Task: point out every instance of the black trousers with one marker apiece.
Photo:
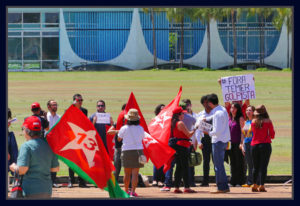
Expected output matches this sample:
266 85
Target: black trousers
260 155
237 165
182 167
207 153
72 178
53 177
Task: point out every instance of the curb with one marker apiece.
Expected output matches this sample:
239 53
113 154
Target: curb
198 179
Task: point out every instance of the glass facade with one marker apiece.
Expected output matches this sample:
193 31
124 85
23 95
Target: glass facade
99 36
33 40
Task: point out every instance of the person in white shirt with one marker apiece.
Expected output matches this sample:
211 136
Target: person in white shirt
205 141
132 135
52 118
220 135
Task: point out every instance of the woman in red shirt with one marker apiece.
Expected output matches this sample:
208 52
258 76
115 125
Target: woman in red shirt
179 130
263 132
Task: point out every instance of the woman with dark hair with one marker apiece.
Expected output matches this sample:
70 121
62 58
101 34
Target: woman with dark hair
12 144
132 135
35 161
179 130
263 132
237 166
158 174
246 148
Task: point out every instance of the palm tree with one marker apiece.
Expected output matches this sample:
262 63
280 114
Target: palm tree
263 14
284 15
205 15
235 14
152 12
177 15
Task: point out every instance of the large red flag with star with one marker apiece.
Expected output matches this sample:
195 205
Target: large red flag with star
160 126
156 151
75 141
160 129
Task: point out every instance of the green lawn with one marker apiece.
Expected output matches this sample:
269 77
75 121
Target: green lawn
273 89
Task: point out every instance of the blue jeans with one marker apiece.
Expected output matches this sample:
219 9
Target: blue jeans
248 158
169 175
218 150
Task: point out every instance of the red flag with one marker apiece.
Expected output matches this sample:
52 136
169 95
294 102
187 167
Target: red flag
120 120
158 152
76 142
110 143
160 126
160 129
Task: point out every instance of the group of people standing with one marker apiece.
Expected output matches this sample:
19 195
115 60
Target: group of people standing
240 131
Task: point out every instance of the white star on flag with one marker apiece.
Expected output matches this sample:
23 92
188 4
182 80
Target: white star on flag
85 140
160 120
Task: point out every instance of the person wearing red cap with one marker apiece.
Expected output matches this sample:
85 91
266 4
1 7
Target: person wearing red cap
38 112
77 102
179 130
35 161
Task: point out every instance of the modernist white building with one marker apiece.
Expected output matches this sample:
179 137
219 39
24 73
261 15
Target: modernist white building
43 39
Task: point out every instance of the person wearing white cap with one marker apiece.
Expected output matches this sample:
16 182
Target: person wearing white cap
132 135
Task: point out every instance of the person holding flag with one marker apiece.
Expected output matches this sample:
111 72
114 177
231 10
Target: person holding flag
76 142
77 102
132 135
179 130
35 161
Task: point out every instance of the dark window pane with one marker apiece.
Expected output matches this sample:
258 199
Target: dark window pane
14 65
32 48
31 17
32 65
51 65
31 33
14 49
14 33
50 48
51 18
50 33
14 18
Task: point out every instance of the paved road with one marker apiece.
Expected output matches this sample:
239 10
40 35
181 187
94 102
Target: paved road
275 191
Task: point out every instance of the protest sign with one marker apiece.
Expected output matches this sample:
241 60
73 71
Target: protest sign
103 118
236 88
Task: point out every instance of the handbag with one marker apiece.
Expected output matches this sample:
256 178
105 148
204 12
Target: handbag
195 158
17 191
142 157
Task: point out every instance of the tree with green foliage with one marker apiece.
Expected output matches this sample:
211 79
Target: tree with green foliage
285 16
177 15
152 12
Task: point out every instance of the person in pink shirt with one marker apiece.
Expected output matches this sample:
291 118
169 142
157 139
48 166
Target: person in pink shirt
263 132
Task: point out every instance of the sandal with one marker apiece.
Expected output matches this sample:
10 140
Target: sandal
189 191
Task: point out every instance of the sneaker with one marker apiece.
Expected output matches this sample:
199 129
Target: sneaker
204 185
134 194
166 189
189 191
262 189
177 191
220 191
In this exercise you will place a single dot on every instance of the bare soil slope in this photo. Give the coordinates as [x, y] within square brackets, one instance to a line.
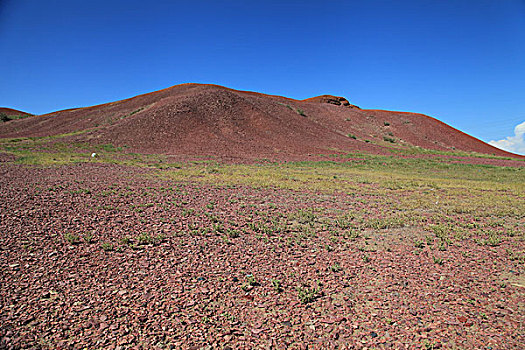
[196, 119]
[11, 111]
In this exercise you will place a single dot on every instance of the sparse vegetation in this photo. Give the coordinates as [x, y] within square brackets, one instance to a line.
[307, 295]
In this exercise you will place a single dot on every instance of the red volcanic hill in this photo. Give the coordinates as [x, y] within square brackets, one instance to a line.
[11, 111]
[197, 119]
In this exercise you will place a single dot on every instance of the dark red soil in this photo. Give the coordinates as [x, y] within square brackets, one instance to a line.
[204, 120]
[191, 290]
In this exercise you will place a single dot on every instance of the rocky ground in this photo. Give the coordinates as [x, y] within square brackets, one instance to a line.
[107, 256]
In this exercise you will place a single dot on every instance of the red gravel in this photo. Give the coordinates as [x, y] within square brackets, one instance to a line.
[190, 290]
[204, 120]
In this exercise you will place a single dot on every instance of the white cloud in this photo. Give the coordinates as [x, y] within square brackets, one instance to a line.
[514, 144]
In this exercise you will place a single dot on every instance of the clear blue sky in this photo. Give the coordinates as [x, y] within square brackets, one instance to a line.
[461, 61]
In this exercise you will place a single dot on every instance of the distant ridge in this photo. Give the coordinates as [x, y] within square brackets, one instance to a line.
[11, 111]
[203, 119]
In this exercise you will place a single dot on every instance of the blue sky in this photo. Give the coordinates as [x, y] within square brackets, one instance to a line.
[461, 61]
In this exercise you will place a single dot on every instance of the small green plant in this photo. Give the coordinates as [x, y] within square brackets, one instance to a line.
[106, 246]
[88, 237]
[419, 244]
[276, 284]
[307, 295]
[336, 267]
[72, 238]
[438, 261]
[252, 281]
[145, 238]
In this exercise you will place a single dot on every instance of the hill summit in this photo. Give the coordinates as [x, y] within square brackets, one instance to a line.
[202, 119]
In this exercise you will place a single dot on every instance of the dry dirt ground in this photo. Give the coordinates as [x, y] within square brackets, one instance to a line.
[96, 255]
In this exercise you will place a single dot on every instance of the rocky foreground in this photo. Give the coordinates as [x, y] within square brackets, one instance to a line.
[106, 256]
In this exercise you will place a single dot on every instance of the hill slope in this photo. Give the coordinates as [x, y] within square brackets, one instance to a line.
[196, 119]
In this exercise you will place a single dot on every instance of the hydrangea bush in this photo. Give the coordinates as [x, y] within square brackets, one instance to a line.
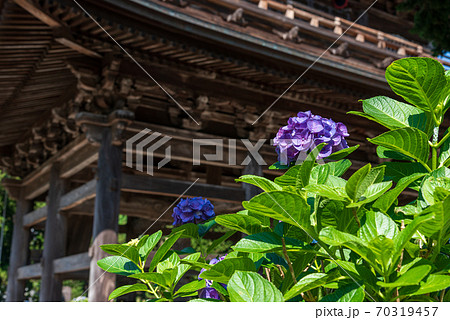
[312, 235]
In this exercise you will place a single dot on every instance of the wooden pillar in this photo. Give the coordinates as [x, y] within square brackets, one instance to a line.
[106, 213]
[54, 239]
[19, 251]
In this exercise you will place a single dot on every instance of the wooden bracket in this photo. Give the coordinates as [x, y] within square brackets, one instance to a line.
[94, 124]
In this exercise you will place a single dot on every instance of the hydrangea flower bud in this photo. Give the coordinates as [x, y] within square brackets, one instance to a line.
[209, 292]
[306, 131]
[192, 210]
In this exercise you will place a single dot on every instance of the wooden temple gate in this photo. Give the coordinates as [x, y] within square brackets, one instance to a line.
[70, 96]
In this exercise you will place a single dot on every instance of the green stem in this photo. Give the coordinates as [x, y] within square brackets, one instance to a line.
[286, 256]
[434, 148]
[443, 140]
[341, 252]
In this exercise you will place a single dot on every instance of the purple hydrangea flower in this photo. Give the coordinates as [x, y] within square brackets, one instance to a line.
[306, 131]
[209, 292]
[192, 210]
+ + +
Give again, word for word, every line from the top of the data through the line with "Task: point out every instance of the curb", both ends included, and exclude the pictures.

→ **EXERCISE OUTPUT**:
Task: point out every instance of the black trousers with one marker apiece.
Photo:
Expected output matches this sample:
266 85
Target: black trousers
260 155
237 165
182 167
207 153
72 178
53 177
Task: point out every instance of the curb with one marker apiece.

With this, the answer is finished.